# INFORMATION PROVIDED

****

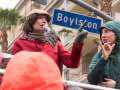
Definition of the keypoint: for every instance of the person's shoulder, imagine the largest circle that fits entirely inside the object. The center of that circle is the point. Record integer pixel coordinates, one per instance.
(19, 39)
(22, 38)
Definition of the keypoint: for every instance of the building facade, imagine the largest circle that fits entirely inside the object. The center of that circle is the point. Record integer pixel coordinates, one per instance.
(91, 46)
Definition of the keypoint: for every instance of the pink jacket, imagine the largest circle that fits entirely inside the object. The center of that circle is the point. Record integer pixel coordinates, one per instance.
(70, 60)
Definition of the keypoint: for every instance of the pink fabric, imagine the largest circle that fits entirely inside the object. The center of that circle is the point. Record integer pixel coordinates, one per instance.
(1, 58)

****

# TASK OBJECTIVE
Copy out all of the records above word for word, leaving out the pictures.

# WRITTEN SOLUTION
Definition of the keypoint: for every instance of the person's shoulder, imagine the largest circle that fits entirely inside the object. The center of that circle is the point. Record integer pixel coordinates, one per instance.
(19, 39)
(22, 38)
Definition of the keypoint: for every instance of the building facade, imagine the largest circle that fits entirely inside the object. The center of that circle is the point. Record integer pixel coordinates, one per instance.
(91, 46)
Definition of the keypoint: for every instance of the pink jacket, imagine the largest circle that fits entirely inside the object. The center of that circle is the point. Record integer pixel coordinates, one per instance.
(70, 60)
Definition of the keypoint: for every instance of the pink fabric, imagine the largest circle that fits entirely inside the object. The center of that circle is the point. Record integer pixel coordinates, one per instance.
(1, 58)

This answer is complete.